### Exercise prompt
Retype precisely the section of the data that starts at the line containing "In the picture above, where can the house number" and runs to its final line, ends included.

● ● ● ● ● ● ●

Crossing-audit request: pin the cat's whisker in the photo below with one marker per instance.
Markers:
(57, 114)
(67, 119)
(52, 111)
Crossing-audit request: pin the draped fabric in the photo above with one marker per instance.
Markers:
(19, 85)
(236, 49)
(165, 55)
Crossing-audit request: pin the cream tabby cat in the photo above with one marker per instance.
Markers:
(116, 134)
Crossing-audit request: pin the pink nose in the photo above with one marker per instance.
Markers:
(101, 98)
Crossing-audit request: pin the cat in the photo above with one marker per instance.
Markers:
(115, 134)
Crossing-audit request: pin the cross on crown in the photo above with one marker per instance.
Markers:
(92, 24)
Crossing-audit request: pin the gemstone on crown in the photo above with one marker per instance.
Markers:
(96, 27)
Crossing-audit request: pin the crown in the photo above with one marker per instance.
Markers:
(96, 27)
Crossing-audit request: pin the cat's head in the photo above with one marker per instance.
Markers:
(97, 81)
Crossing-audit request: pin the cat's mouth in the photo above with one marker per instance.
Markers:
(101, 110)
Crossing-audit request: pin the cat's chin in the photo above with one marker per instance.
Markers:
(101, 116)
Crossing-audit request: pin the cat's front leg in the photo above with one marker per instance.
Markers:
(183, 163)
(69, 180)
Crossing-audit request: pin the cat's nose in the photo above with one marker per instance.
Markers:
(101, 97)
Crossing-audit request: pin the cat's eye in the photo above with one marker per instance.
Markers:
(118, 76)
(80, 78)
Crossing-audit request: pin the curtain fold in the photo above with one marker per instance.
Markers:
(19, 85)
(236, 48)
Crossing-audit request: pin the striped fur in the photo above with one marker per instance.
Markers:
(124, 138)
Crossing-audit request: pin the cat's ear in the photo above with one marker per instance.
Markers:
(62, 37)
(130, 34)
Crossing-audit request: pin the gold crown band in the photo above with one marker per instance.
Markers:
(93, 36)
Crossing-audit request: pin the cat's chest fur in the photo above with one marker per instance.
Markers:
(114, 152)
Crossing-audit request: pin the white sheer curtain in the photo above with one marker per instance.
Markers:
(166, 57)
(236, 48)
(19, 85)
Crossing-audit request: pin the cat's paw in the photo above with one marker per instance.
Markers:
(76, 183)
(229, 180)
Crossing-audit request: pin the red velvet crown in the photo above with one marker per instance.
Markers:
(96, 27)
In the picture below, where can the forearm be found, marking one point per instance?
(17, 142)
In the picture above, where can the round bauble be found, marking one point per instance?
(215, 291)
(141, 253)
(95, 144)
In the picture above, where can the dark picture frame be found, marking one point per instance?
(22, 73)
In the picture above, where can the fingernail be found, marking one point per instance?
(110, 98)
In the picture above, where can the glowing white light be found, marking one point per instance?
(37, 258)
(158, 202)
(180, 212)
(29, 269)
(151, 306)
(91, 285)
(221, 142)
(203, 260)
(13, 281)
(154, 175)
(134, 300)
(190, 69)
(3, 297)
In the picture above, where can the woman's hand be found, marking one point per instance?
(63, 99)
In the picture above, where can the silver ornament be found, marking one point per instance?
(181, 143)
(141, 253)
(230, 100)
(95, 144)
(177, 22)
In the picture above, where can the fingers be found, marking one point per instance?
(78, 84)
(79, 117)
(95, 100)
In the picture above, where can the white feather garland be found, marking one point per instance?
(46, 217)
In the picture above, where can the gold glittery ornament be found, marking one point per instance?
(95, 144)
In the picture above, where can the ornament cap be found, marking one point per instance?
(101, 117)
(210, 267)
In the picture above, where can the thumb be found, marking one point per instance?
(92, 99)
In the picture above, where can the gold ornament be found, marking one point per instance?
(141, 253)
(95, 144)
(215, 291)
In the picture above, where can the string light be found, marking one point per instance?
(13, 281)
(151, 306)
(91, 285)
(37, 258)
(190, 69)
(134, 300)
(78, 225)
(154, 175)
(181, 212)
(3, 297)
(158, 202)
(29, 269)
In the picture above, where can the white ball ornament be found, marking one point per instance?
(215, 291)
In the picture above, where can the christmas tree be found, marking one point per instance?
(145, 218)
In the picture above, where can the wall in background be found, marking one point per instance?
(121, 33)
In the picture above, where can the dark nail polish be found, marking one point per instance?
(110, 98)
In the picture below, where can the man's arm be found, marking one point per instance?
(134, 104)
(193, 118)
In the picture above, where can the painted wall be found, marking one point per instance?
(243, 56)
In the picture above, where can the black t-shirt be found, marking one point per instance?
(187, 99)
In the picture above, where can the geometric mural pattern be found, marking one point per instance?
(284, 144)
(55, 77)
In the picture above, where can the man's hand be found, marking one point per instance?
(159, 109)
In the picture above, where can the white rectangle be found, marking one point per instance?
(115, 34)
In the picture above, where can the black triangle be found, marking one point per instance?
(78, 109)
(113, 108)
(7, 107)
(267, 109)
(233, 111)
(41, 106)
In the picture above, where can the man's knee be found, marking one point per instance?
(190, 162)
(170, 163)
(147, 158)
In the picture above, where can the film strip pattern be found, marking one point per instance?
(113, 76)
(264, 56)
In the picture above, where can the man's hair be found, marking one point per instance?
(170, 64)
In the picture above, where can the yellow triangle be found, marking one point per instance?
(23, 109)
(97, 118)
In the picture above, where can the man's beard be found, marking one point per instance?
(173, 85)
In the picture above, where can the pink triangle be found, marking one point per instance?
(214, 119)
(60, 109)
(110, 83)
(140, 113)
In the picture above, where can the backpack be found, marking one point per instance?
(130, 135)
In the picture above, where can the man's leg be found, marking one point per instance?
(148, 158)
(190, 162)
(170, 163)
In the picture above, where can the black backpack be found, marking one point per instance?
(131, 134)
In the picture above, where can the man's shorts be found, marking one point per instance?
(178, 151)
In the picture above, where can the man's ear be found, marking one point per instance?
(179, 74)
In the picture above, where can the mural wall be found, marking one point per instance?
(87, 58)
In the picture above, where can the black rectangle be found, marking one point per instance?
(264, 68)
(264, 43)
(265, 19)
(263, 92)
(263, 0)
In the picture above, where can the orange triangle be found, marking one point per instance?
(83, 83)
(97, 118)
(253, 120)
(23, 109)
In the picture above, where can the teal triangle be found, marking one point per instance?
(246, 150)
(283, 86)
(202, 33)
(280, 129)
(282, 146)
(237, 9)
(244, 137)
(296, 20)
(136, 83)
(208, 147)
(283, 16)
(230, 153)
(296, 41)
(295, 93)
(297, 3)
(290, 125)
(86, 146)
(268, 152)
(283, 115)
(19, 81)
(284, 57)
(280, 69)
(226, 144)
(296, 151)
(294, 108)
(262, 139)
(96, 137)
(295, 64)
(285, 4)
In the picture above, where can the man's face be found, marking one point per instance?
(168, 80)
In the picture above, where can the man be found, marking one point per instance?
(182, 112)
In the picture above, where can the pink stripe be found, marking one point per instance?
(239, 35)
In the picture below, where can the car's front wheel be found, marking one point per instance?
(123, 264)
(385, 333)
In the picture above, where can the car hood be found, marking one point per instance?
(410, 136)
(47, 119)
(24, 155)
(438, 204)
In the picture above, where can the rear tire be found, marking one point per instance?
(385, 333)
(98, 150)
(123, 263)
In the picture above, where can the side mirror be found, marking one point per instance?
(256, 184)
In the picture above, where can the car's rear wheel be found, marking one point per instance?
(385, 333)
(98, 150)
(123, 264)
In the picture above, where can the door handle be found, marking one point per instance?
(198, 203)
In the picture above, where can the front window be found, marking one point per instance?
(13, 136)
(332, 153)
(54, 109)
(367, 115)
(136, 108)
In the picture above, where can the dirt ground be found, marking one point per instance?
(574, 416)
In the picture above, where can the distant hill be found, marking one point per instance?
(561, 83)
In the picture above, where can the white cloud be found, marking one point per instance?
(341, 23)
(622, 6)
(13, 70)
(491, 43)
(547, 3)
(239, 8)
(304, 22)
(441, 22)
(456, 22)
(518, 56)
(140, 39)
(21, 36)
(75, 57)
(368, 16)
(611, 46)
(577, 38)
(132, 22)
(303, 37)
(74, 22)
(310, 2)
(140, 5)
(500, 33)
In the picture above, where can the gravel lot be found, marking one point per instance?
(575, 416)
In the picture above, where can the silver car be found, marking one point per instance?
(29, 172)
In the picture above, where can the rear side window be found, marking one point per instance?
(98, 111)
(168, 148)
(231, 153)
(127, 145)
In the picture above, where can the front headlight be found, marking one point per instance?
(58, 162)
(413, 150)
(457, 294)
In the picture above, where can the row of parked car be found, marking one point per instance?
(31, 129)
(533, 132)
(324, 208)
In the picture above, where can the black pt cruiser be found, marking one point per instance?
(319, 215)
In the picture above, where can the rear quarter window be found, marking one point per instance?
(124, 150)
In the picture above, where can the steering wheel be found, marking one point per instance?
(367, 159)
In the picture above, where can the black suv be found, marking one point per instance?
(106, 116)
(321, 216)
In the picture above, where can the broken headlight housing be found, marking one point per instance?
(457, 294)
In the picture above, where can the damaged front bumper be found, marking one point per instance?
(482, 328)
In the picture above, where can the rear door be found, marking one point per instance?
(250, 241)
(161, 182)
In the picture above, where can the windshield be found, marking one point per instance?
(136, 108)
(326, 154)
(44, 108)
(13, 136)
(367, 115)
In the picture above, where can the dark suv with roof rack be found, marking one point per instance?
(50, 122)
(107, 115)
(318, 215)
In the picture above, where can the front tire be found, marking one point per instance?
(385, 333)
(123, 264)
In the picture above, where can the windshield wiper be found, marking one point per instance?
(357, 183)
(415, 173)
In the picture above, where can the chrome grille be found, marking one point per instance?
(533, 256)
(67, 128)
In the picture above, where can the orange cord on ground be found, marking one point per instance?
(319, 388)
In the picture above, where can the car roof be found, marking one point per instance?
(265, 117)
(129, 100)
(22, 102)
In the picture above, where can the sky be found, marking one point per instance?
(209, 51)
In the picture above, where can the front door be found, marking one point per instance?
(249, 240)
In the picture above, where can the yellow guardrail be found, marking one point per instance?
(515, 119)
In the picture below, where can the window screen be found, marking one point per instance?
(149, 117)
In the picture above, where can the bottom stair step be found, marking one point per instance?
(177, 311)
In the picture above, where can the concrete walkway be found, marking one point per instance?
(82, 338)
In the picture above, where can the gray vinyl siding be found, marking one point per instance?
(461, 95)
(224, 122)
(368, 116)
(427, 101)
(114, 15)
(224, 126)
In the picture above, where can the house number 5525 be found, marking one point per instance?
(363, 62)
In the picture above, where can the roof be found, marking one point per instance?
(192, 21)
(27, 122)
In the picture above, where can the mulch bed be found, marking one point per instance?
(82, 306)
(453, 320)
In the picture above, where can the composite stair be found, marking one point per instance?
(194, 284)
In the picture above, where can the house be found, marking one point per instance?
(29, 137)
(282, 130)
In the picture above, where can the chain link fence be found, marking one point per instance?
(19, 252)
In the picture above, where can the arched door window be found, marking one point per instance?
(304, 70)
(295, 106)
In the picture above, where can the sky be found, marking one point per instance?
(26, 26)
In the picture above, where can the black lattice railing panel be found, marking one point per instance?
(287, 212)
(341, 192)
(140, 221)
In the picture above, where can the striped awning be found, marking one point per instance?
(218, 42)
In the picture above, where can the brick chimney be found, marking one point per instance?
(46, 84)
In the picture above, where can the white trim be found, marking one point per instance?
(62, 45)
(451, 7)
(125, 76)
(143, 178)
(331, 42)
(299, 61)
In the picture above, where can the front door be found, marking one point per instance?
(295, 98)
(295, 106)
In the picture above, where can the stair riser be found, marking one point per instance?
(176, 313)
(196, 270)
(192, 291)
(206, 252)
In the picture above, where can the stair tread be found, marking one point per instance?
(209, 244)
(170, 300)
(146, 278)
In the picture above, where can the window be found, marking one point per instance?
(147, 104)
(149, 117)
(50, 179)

● ● ● ● ● ● ●

### Result of this exercise
In the picture above, where can the house number 5525 be found, marking one point per instance?
(363, 62)
In the picture above, where can the roof be found, marking one point per instance?
(192, 21)
(27, 122)
In the picture above, where can the mulch bed be found, marking one point per instance?
(82, 306)
(453, 320)
In the picture above, where can the composite stair be found, marking one point per instance?
(194, 284)
In the picture above, where can the house be found, marking one point per instance?
(29, 137)
(282, 130)
In the picture above, where can the chain link fence be found, marking one point per instance?
(19, 252)
In the picture above, where can the arched door window be found, marking one point per instance?
(304, 70)
(295, 106)
In the picture above, where can the sky be found, marking one point per instance?
(26, 26)
In the picture above, where can the black lattice railing panel be found, marking one point per instance?
(287, 212)
(341, 192)
(140, 221)
In the picture above, where can the striped awning be found, marking one point per instance?
(218, 42)
In the picture above, where can the brick chimney be found, marking one point per instance?
(46, 84)
In the picture above, where can the white trim be found, marking one point per instance?
(62, 45)
(451, 7)
(125, 76)
(143, 178)
(331, 42)
(299, 61)
In the picture above, where can the front door be found, marking one point per instance?
(295, 98)
(295, 106)
In the picture above, where can the stair riser be found, marking one point per instance?
(176, 313)
(196, 270)
(192, 291)
(206, 252)
In the picture above, where can the stair tread be found, marking one point per instance?
(209, 244)
(170, 300)
(146, 278)
In the picture above, where can the window be found, marking one point per instance?
(147, 104)
(149, 117)
(50, 179)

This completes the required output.